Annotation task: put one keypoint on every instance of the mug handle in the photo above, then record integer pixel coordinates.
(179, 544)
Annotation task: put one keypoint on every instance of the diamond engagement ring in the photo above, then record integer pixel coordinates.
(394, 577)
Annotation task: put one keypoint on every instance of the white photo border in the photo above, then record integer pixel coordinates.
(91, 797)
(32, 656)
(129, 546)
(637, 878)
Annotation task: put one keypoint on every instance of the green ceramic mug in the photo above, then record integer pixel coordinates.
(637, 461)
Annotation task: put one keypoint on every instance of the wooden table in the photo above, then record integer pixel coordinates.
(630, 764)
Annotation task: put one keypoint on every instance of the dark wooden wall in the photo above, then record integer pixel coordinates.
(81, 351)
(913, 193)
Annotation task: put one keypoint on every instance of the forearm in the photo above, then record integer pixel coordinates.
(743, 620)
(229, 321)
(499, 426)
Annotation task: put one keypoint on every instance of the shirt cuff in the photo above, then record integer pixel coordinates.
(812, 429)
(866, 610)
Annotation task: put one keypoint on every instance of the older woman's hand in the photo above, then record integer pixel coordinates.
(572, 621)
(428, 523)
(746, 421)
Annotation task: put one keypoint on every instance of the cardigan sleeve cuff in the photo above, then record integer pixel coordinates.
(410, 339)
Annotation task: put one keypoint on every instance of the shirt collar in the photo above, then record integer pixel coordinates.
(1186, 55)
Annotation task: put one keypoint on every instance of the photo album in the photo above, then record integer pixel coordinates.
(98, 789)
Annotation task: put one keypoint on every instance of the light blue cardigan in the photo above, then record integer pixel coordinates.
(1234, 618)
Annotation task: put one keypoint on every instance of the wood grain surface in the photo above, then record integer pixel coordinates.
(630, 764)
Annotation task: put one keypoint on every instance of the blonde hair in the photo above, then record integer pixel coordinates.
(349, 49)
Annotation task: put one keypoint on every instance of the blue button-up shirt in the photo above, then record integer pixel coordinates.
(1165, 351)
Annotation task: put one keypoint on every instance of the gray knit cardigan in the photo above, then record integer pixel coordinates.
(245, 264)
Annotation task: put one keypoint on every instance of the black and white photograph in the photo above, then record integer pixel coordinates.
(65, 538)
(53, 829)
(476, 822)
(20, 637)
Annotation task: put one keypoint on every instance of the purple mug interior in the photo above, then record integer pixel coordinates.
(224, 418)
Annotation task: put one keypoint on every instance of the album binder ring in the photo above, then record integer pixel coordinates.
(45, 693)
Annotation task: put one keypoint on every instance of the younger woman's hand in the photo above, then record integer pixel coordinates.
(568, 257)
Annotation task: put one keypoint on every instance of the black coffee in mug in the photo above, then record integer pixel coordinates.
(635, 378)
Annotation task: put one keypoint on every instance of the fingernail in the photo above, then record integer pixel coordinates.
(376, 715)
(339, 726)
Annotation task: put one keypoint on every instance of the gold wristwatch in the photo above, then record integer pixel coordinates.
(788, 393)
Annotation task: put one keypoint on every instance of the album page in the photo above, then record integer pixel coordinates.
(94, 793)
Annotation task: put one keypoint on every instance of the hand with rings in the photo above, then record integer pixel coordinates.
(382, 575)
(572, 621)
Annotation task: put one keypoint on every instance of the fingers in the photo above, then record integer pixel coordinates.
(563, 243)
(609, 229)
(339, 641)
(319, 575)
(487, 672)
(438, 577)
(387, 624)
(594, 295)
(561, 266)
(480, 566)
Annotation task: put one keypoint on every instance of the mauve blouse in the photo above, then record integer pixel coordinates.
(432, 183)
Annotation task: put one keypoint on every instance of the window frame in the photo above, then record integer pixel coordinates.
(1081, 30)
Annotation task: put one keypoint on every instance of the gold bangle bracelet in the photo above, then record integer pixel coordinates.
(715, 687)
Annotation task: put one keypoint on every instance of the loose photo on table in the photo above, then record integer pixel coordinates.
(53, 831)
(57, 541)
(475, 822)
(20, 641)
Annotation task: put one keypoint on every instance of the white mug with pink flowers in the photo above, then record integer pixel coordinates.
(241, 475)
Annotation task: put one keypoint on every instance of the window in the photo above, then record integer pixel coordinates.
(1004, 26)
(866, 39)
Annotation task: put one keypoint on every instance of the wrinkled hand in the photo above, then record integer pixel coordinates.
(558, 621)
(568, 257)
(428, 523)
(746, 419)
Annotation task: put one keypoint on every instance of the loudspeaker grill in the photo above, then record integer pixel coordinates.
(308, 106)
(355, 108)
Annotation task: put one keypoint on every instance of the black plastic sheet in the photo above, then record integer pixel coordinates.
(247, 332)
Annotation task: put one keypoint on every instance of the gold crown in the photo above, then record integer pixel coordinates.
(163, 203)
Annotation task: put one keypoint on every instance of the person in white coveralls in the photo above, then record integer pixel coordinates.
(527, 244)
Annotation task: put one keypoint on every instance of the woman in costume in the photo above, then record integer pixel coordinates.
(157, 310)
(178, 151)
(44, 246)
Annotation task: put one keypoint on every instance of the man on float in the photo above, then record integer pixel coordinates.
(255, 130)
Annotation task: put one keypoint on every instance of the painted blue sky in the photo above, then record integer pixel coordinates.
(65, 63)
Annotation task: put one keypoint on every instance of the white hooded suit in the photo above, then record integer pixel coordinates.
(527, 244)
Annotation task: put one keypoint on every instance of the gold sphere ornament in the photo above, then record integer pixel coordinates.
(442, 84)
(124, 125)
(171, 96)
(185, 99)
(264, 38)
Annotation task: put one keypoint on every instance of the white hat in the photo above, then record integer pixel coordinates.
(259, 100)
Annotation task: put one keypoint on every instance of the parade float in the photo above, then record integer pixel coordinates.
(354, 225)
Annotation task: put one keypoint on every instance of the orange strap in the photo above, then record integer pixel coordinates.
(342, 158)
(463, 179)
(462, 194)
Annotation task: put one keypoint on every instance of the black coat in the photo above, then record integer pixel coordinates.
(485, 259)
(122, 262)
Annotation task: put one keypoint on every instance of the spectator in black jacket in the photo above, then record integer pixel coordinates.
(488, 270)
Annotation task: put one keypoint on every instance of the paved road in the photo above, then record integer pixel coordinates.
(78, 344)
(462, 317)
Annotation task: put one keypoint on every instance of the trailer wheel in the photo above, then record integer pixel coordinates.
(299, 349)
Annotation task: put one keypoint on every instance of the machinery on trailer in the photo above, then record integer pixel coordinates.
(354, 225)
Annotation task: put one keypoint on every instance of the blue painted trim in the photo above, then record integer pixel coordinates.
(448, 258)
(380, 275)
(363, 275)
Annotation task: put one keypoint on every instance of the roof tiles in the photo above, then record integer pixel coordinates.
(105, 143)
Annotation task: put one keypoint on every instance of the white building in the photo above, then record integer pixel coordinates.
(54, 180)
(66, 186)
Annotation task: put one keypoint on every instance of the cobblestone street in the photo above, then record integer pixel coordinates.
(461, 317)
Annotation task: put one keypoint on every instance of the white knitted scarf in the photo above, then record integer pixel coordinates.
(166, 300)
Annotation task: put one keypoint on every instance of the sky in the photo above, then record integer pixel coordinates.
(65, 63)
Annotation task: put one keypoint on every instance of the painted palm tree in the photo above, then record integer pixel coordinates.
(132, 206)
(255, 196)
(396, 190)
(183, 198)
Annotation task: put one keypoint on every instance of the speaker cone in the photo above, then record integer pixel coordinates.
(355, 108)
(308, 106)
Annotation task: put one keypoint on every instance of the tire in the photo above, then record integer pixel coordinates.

§ To do: Copy out verbatim every line from the one containing "Annotation task: put one keypoint on every instance of the sky" through the final line of the entries.

§ Response:
Annotation task: put one keypoint on every instance of the sky in the photo above, then record integer pixel coordinates.
(65, 63)
Annotation task: put one keypoint on every instance of the painted palm tree in the photo above, then record integer pixel coordinates.
(132, 206)
(255, 196)
(396, 190)
(183, 198)
Annotation task: put one keypoint on every instance of the speaker cone in the photo above, then record integer pixel coordinates.
(355, 108)
(308, 106)
Annotation task: put one keypoint on every instance of the tire in the photo above, then record integer pixel coordinates.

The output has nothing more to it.